_PROBLEMS TO WORK ON_
1 - According to the passage on needlestick injuries, why shouldn't these injuries be accepted as a minor occupational hazard? Answer in one to three sentences.
2 - In the passage on needlestick injuries, what is usually provided for disposing of sharps and needles?
3 - Carry the passage on needlestick injuries forward from its last sentence.

_PASSAGE PROVIDED_
Avoidable needlestick injuries
Some might say this is a natural occupational hazard with a negligible injury that should just be accepted, but the reality is very different. These injuries can usually be avoided and their effect can be quite profound because of the risk of the victim contracting a serious illness from the needle. Blood borne pathogens such as Hepatitis B and C and HIV are a particular risk.
Disposal of medical needles
All hospital, GP surgeries and other medical practices should have a proper procedure in place for disposing of sharps and needles. Usually it will be a hard plastic or metal container with a lid. Occasionally there will be no suitable container available and so a bag or box is used, or a needle is carelessly left lying about. There are now clear and well known rules (National Institute for Health and Clinical Excellence, or NICE guidelines) governing the safe use of needles and sharps in the clinical setting. Despite the guidelines there remain many thousands of cases a year and the numbers are almost certainly underreported.

_EXTRACTED DATA_
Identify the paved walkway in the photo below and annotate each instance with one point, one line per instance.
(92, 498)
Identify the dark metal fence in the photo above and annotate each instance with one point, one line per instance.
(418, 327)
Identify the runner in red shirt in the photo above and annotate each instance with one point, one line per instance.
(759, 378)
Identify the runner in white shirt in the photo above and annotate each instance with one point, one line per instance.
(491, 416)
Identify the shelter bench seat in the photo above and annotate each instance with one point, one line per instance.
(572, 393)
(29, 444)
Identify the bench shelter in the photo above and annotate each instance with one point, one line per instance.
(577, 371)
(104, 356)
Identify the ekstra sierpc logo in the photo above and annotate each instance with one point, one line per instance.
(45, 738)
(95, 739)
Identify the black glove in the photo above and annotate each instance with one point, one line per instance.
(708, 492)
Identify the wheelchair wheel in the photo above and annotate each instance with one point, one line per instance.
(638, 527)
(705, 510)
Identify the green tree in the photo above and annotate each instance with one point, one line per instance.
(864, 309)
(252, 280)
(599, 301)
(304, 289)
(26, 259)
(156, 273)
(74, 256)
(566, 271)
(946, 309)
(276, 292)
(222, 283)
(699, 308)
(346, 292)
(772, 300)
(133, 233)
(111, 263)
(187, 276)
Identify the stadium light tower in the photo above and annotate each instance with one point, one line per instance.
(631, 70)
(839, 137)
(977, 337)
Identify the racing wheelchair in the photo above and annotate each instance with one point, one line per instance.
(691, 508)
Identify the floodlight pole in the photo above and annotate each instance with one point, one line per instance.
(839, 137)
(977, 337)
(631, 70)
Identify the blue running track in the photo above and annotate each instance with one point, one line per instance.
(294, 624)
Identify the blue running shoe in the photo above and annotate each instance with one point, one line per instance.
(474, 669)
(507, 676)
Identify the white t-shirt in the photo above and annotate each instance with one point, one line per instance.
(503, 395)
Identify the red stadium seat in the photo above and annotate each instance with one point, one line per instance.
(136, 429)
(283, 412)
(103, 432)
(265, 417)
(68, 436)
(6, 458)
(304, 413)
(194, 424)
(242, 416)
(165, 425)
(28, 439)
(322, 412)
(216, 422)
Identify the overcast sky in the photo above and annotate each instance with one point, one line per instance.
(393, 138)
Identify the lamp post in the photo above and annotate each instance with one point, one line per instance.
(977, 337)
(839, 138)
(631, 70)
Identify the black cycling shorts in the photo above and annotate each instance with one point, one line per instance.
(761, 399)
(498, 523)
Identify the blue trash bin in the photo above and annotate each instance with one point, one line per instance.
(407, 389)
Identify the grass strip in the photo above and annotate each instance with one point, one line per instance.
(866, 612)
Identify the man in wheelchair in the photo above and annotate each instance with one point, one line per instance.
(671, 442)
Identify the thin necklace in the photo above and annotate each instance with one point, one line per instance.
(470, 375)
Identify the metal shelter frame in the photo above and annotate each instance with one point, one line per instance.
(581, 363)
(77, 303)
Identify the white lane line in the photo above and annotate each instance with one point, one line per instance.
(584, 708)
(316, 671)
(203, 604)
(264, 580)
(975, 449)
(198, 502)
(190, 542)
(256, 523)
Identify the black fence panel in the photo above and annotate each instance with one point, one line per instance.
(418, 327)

_ANSWERS BY ITEM NUMBER_
1 - The passage says these injuries can usually be avoided. Their effect can also be serious because the victim risks catching an illness from the needle, especially blood-borne pathogens such as Hepatitis B and C and HIV.

2 - A hard plastic or metal container with a lid.

3 -
Risks when carrying refuse bags at work
The risks to refuse workers are less now that bagged rubbish is usually put in wheely bins and the bins mechanically emptied into the refuse lorry, but where the workers are routinely carrying black bin bags there is the risk of injury from a needle or other sharp object. Clear bags will only be necessary if there is a particular risk e.g. where a bar is disposing of glass bottles, but employers of those required to take out rubbish must address the risk and consider providing personal protective equipment e.g. gloves.
Recent case study
Osbornes represented a man who worked for a local council and he was asked to clear up an area in a yard where drug users were known to congregate. He was given no safety equipment and so carried out the job with a dustpan and brush. In so doing he received a pinprick from a used needle that was lying on the floor. He naturally feared that he had contracted a disease and was advised by the hospital that there was a significant risk of being infected with Hepatitis or HIV. It took 3 months for the test results to come back and in that time he had developed a serious anxiety state that greatly affected his family and work life, and he needed counselling, even after the results came back negative, to get over the psychological trauma.